Problem description: Pull out each line of the material below that contains the word "hand", and copy those lines in full.

Source material:
====
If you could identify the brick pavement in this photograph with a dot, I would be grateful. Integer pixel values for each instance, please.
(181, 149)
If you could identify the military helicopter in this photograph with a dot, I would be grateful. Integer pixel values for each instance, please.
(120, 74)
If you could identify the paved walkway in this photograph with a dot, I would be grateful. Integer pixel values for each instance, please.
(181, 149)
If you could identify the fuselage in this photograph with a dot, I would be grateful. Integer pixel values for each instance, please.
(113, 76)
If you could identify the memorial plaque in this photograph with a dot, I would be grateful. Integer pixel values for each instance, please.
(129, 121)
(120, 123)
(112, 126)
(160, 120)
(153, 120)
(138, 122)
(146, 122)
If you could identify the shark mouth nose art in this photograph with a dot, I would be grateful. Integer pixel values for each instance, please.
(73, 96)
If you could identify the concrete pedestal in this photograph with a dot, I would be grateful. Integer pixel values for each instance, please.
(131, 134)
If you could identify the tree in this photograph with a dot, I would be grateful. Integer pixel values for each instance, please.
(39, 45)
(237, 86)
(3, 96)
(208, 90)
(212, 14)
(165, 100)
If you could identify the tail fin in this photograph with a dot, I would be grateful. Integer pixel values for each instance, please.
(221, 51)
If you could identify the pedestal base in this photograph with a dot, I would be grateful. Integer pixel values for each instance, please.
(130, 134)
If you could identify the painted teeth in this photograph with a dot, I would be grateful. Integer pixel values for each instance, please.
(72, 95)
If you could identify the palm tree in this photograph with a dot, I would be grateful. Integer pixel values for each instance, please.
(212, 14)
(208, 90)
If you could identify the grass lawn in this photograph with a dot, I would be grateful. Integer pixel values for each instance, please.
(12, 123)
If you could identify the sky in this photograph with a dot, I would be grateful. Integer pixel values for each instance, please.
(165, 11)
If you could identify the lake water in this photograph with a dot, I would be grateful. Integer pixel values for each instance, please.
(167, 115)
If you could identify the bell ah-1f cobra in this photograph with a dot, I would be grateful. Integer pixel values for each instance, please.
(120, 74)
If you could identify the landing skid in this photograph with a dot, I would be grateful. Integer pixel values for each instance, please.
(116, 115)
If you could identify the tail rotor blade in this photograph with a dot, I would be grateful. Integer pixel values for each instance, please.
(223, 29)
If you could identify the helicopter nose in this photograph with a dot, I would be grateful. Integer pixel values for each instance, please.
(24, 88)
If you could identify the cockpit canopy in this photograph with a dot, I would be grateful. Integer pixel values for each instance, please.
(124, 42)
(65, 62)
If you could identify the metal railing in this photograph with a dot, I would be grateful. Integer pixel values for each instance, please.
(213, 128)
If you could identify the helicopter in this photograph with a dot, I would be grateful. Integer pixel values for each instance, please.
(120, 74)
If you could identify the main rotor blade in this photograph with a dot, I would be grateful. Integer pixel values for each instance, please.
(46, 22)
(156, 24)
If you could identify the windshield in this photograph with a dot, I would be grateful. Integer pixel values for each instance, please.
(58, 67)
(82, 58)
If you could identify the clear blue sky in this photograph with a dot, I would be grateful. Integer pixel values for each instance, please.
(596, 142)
====
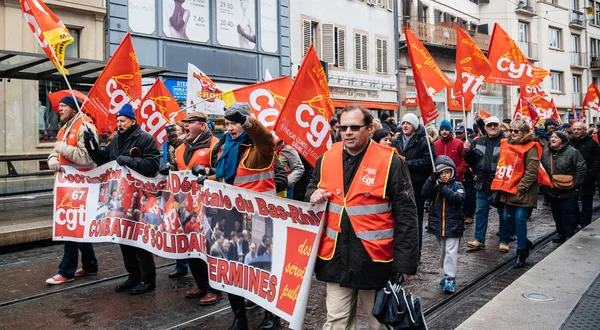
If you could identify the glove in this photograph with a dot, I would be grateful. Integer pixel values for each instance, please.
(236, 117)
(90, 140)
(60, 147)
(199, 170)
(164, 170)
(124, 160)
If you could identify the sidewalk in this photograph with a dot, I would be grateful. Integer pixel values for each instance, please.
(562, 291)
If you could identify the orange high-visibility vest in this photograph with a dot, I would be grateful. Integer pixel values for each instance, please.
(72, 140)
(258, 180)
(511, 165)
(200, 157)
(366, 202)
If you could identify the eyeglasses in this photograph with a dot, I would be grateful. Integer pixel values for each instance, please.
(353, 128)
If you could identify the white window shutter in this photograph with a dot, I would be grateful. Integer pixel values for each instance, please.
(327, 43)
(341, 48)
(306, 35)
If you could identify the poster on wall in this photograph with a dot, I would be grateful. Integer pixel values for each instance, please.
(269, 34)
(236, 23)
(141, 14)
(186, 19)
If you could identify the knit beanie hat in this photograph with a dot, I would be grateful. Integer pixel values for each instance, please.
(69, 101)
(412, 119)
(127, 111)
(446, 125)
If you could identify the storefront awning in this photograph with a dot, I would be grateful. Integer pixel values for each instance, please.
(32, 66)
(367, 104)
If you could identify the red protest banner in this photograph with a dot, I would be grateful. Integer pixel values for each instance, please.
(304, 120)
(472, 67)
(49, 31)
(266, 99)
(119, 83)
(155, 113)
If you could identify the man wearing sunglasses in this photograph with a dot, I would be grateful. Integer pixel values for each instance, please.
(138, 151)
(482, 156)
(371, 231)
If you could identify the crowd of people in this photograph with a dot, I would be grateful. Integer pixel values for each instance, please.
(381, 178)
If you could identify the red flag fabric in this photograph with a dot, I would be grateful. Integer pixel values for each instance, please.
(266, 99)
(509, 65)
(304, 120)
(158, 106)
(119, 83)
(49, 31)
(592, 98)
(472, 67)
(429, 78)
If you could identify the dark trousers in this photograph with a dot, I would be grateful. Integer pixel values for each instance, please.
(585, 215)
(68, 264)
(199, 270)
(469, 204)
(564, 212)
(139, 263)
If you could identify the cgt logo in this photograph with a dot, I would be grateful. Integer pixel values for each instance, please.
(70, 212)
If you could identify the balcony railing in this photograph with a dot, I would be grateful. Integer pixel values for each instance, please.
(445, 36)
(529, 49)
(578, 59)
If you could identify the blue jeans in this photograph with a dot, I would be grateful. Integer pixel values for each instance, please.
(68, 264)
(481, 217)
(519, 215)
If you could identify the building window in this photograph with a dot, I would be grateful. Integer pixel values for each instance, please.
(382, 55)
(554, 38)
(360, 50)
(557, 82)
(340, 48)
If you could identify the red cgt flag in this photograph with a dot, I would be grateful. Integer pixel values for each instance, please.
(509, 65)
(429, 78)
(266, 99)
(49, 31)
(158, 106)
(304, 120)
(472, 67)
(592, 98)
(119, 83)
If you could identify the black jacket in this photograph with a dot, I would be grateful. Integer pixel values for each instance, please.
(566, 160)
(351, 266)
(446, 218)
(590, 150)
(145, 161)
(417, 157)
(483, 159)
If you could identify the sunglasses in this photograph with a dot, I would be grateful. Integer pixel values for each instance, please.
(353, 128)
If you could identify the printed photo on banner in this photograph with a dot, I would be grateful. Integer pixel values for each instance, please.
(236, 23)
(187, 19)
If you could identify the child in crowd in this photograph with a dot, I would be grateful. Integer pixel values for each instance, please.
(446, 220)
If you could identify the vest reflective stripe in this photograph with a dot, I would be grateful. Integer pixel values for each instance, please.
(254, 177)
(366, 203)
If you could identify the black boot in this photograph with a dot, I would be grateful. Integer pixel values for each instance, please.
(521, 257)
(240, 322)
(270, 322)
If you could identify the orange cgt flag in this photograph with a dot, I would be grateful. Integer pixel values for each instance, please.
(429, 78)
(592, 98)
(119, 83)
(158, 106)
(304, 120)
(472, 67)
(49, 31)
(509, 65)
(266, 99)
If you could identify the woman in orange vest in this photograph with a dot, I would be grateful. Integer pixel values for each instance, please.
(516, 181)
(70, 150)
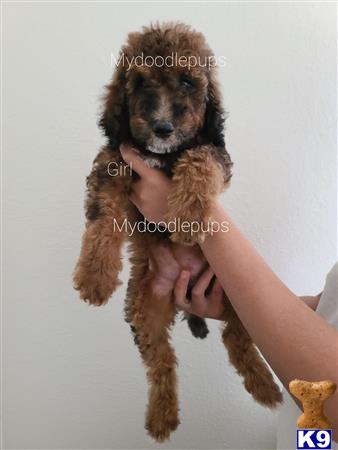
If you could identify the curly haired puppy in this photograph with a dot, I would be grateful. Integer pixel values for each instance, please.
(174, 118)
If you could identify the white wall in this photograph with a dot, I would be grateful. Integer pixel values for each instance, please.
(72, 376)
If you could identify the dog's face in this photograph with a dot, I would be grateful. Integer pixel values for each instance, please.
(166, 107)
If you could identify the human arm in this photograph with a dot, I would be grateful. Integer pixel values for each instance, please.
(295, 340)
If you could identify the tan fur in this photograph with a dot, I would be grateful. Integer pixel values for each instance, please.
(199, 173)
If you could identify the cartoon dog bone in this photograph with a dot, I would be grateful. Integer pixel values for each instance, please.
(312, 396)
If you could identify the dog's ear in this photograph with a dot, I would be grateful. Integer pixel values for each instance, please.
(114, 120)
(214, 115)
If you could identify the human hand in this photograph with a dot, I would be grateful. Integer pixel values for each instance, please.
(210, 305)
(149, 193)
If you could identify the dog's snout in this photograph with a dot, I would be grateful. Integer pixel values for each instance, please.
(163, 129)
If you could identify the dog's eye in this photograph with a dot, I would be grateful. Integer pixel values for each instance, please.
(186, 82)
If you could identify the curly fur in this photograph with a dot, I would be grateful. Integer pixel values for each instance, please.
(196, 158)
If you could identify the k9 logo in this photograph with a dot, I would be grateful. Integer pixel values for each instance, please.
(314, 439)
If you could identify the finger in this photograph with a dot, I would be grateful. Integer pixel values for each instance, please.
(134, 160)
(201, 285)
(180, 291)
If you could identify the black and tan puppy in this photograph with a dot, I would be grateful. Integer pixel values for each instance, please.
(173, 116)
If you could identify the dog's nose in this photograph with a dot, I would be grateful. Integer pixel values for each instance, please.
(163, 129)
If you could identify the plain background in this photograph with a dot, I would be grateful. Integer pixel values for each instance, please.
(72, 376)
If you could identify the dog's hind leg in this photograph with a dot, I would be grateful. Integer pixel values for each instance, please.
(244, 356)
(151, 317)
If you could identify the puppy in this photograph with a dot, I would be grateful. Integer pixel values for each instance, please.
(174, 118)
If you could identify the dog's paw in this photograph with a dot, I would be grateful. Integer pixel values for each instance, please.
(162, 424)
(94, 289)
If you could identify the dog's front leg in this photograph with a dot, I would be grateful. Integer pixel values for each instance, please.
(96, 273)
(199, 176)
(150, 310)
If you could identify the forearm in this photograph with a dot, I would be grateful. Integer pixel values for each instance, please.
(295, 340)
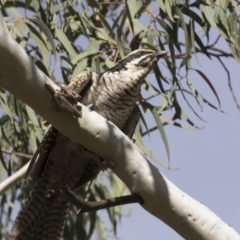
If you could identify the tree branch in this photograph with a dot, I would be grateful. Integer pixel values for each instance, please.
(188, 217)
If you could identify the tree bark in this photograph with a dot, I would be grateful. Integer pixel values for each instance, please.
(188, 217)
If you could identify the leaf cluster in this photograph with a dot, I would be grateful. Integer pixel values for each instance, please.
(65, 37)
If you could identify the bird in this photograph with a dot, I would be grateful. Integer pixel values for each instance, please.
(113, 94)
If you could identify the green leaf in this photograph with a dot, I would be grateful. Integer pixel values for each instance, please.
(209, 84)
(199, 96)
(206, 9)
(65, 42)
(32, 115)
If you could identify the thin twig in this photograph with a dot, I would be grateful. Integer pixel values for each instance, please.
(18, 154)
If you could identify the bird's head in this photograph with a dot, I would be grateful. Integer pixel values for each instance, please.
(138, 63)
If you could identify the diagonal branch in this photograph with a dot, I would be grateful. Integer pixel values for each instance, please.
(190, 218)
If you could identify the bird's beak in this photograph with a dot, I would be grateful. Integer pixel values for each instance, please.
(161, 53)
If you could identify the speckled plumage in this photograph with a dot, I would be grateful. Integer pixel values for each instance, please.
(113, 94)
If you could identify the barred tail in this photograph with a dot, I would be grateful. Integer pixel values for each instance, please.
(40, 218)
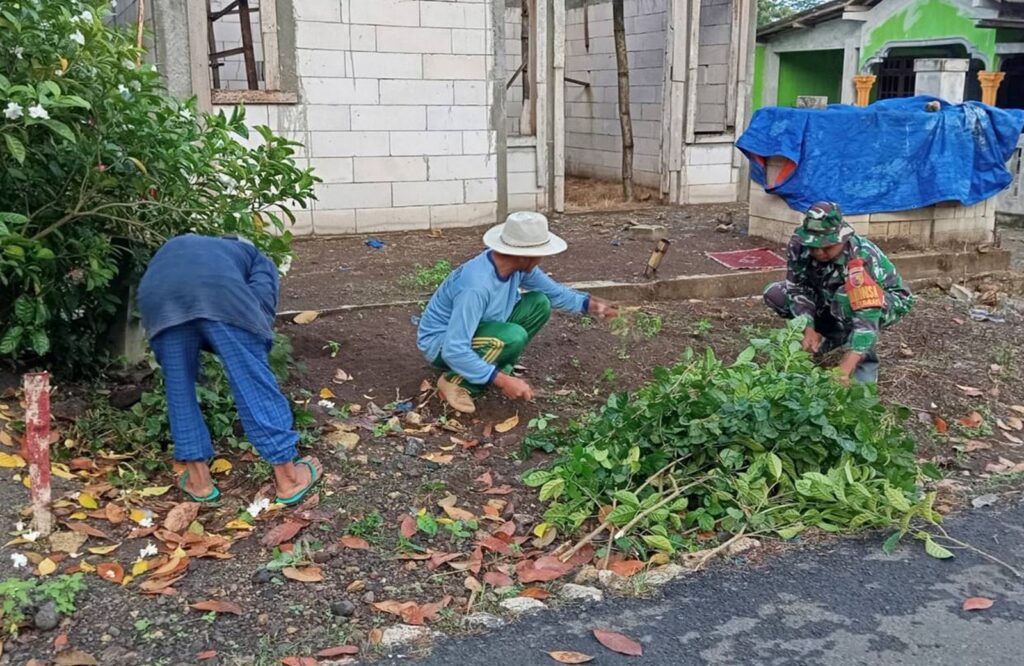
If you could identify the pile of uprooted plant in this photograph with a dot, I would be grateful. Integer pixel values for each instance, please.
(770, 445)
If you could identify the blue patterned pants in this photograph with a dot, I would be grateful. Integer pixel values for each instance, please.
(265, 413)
====
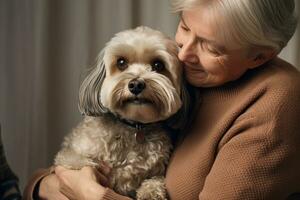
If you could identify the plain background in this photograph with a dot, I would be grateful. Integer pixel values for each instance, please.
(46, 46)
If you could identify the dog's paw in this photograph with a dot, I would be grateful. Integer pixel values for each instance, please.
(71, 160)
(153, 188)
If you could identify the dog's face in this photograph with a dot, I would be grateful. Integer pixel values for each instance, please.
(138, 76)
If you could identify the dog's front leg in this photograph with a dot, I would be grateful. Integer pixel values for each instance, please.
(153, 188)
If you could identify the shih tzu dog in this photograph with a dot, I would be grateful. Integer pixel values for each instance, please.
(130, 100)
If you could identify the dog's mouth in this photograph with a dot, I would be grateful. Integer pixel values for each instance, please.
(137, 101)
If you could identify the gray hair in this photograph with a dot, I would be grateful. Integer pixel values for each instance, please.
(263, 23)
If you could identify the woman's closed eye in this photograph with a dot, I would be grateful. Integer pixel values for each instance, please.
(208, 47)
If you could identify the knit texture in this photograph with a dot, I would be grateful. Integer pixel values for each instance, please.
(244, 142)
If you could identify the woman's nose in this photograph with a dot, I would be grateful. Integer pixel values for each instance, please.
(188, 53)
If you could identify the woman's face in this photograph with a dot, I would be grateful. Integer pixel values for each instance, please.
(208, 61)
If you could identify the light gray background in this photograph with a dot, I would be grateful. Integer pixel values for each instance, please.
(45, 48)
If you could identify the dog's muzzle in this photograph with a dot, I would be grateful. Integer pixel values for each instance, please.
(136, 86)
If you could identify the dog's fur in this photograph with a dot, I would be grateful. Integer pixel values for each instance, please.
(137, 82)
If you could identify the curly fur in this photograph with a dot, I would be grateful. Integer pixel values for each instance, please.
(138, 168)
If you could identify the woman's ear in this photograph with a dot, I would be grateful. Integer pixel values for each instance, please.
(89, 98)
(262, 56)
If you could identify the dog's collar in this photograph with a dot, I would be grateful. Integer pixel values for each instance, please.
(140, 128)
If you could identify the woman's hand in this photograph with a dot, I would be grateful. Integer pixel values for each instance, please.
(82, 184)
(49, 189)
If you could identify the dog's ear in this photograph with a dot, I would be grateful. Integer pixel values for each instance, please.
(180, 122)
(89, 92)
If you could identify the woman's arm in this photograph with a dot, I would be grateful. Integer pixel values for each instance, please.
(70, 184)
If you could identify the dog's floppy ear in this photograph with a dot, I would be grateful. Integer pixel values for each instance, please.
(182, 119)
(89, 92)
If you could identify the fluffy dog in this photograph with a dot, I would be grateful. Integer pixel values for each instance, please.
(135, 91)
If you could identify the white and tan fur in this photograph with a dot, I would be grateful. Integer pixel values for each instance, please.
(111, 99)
====
Full answer:
If you could identify the human hand in this photograph with a dot, I would be grateful. Integer pixel values for each instance, please.
If you could identify the woman's hand in this photograph with a dot, I would be grateful. Integer pixel values for each instance, please.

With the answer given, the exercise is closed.